=== RECORDS FOR THIS TASK ===
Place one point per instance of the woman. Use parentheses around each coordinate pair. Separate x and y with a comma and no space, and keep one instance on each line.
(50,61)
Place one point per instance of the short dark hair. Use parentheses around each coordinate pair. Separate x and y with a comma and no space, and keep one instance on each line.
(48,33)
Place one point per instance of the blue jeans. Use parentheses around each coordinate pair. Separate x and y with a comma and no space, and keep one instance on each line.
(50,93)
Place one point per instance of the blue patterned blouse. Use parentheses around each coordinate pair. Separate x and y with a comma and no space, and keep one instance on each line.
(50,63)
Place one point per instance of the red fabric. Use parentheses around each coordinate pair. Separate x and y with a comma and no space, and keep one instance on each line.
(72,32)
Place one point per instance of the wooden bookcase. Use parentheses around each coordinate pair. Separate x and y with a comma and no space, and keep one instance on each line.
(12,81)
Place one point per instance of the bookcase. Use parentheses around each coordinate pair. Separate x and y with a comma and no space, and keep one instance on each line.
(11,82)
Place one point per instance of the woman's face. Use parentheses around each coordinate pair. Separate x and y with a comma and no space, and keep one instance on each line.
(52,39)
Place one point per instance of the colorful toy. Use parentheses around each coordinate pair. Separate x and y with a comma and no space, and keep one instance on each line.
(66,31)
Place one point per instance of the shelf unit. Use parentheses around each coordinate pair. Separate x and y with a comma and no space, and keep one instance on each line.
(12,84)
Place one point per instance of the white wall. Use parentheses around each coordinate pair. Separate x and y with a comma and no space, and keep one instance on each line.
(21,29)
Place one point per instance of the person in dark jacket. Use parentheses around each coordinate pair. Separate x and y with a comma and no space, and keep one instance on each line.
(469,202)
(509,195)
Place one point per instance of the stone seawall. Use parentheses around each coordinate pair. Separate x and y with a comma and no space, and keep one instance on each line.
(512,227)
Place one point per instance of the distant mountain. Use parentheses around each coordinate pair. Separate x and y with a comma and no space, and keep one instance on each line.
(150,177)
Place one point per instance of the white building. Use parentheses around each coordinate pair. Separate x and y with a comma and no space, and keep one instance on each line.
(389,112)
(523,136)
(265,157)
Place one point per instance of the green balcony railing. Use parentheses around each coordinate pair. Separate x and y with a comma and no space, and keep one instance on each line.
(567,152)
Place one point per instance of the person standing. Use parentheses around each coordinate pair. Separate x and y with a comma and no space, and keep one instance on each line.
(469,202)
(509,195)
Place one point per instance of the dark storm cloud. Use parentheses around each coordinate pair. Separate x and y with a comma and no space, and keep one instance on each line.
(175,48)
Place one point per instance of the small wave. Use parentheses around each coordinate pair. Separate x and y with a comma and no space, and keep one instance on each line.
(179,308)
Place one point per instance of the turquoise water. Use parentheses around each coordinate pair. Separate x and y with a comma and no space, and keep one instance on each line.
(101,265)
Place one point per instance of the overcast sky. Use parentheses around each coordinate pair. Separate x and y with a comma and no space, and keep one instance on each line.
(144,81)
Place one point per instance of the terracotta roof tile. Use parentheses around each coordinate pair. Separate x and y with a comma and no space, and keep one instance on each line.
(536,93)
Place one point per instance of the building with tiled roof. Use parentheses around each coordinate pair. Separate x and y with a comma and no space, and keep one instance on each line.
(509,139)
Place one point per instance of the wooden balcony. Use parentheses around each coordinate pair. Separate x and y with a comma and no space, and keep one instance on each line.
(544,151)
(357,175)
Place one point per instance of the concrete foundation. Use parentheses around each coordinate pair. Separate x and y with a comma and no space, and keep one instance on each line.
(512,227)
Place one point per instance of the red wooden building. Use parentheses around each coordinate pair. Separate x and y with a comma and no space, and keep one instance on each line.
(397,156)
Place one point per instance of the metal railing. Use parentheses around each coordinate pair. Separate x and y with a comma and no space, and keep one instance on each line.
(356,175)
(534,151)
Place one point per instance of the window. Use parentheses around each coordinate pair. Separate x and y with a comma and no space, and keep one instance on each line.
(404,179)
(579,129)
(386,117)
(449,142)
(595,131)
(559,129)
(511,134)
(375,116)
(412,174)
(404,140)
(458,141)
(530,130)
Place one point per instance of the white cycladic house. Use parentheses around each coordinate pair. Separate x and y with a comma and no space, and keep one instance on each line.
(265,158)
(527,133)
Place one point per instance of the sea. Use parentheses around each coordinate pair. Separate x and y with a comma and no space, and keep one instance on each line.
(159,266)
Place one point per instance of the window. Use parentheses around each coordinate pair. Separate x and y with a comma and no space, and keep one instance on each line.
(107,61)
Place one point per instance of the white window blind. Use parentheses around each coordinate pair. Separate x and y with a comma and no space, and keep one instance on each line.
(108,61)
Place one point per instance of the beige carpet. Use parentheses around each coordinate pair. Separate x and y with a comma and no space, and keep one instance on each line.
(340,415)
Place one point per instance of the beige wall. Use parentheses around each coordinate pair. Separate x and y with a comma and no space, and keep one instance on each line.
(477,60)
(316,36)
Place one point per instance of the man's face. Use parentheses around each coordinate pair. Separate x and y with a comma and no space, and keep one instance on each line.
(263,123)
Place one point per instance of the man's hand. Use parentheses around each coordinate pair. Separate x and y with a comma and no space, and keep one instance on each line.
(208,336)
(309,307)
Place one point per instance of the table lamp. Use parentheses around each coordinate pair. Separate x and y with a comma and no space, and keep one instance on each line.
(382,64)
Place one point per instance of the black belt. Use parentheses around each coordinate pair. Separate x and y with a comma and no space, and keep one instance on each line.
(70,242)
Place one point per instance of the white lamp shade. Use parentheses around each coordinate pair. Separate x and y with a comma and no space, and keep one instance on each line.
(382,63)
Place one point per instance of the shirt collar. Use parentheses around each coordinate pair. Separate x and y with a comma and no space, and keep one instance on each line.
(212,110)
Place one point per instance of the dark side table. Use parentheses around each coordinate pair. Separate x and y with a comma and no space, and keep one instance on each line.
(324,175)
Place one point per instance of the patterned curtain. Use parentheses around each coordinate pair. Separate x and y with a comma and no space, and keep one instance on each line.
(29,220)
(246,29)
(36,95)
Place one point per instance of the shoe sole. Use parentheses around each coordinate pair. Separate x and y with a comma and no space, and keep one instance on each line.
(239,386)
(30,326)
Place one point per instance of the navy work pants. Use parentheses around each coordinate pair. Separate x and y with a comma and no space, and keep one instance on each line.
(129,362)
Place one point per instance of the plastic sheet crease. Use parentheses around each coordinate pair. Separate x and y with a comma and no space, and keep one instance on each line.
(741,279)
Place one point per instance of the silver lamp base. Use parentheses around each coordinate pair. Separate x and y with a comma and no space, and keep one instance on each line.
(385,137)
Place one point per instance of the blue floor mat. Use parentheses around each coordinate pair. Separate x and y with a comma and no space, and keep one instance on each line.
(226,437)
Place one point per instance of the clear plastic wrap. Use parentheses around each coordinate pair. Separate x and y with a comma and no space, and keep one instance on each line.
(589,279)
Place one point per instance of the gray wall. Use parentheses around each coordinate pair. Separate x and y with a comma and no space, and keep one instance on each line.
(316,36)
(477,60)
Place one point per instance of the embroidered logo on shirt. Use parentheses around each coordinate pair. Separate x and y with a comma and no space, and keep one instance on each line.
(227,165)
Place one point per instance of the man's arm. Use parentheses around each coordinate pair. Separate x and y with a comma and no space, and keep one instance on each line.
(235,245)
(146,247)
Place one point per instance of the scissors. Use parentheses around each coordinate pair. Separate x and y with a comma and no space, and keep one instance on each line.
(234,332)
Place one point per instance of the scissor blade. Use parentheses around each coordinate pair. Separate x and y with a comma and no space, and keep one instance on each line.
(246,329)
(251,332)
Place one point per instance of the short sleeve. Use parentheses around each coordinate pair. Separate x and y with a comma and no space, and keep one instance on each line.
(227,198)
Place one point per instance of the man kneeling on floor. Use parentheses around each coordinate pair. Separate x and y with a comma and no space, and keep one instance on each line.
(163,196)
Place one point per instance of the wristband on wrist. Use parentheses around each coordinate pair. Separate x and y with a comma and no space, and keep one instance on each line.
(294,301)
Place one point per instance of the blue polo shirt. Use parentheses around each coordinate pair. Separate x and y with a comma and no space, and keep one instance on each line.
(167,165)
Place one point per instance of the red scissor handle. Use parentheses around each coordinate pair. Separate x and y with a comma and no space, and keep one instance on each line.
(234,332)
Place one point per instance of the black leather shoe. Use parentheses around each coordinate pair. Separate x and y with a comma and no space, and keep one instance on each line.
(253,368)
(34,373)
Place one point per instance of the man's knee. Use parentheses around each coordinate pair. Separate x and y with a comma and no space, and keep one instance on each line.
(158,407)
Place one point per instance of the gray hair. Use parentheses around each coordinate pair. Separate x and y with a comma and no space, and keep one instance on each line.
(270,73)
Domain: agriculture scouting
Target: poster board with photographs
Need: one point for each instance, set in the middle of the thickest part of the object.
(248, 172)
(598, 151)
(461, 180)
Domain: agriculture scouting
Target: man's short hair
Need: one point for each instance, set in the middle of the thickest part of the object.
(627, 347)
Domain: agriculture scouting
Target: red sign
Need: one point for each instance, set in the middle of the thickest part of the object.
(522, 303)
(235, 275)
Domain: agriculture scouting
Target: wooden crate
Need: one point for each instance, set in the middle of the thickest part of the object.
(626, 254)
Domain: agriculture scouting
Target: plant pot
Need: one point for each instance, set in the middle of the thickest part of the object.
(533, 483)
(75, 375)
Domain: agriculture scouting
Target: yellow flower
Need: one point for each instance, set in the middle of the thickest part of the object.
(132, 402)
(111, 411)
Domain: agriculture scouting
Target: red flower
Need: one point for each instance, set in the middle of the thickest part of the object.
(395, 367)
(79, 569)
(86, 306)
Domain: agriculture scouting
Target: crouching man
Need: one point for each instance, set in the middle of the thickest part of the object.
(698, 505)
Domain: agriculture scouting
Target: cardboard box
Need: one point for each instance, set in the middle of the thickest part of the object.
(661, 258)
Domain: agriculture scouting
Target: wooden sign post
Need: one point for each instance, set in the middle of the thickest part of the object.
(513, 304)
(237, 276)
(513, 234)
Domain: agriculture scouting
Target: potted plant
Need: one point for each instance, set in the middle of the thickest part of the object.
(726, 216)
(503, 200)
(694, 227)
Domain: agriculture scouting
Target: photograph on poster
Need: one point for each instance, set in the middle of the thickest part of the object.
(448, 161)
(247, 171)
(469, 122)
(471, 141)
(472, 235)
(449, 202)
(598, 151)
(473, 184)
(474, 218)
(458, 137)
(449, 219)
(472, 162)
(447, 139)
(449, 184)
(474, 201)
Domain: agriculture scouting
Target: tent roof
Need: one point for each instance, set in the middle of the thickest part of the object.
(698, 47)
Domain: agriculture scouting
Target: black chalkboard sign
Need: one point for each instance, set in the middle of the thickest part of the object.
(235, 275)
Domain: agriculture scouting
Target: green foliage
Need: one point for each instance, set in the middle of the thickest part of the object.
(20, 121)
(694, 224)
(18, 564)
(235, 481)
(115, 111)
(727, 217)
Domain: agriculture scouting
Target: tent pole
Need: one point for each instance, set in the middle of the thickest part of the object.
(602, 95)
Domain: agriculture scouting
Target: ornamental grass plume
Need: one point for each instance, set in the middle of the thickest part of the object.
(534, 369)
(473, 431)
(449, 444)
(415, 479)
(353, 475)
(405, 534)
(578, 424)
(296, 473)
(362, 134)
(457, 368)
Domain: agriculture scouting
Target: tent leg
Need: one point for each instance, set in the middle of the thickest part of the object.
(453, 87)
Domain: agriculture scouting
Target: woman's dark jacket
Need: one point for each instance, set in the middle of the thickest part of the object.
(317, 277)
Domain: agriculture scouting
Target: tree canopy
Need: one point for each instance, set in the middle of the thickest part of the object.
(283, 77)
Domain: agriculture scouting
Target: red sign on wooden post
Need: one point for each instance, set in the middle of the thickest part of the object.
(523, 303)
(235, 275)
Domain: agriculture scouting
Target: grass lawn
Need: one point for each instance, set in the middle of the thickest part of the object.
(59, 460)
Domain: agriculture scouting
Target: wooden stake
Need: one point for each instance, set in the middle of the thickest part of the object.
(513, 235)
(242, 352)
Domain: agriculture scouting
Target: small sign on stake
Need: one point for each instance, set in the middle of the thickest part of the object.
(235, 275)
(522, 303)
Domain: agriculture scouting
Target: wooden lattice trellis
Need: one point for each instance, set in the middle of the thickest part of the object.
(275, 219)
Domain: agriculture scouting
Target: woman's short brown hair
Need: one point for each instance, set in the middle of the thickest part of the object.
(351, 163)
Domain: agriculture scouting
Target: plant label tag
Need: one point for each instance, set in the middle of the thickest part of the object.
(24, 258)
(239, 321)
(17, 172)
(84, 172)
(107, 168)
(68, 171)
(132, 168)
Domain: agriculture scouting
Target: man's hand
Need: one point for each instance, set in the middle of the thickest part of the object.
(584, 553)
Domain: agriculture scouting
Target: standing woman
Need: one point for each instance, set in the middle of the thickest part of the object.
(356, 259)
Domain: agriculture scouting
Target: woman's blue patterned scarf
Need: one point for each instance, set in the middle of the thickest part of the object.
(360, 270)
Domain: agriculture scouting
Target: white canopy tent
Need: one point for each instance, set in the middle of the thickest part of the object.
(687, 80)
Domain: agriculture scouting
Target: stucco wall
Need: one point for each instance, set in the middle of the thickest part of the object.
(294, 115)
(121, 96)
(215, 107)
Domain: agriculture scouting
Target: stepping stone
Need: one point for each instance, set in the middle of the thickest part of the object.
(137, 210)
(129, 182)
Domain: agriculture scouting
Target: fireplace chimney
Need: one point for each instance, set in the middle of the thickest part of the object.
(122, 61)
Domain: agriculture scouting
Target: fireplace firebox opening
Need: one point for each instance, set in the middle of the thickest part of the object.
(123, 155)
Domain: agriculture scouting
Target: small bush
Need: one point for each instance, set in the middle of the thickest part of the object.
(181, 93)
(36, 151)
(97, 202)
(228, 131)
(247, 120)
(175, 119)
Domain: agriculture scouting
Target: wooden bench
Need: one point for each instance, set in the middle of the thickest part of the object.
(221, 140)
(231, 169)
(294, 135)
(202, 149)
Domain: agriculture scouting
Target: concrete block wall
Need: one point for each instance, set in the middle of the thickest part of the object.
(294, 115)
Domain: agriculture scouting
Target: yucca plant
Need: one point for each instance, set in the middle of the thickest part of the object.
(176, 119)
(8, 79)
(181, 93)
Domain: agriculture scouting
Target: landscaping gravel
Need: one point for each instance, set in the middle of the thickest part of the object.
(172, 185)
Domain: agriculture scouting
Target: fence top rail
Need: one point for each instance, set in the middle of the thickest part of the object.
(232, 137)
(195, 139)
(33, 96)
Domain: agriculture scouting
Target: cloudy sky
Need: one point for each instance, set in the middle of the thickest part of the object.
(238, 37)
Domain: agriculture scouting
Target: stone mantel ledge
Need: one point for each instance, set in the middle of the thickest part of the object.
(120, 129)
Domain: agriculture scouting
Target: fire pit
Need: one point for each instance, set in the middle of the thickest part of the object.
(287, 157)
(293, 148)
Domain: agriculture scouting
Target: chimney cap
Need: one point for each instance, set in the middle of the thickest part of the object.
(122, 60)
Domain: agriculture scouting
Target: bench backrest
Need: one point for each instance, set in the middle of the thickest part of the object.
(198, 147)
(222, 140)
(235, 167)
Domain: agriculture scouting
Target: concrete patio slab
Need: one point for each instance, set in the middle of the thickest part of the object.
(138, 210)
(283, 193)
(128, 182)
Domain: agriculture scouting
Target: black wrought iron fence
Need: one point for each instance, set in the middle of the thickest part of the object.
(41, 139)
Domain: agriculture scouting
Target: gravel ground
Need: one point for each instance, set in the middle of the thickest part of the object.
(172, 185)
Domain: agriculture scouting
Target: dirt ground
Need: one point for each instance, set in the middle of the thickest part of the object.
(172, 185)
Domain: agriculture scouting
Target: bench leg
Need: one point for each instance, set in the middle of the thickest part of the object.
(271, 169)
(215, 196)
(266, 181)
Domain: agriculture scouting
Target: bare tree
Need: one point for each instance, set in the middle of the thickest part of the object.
===
WHAT THIS TASK INVOLVES:
Out of the listing above, reproduce exactly the lines from the one with "Target: cloudy sky" up to and including the one with "Target: concrete patio slab".

FINAL ANSWER:
Target: cloudy sky
Need: one point for each instance, set in the middle of the thickest part of the object.
(238, 37)
Domain: agriculture scouting
Target: stone mantel ledge
Need: one point for each instance, set in the middle of the thickest part of the object.
(120, 129)
Domain: agriculture scouting
Target: fire pit
Need: one point for each instance, set in the middle of the thickest part of the object.
(287, 157)
(293, 148)
Domain: agriculture scouting
Target: chimney cap
Need: one point for each instance, set in the middle of the thickest part of the object.
(122, 60)
Domain: agriculture scouting
Target: bench backrest
Need: one point for each instance, set in the middle of the thickest part of the object.
(198, 147)
(222, 140)
(235, 167)
Domain: agriculture scouting
Target: concrete patio slab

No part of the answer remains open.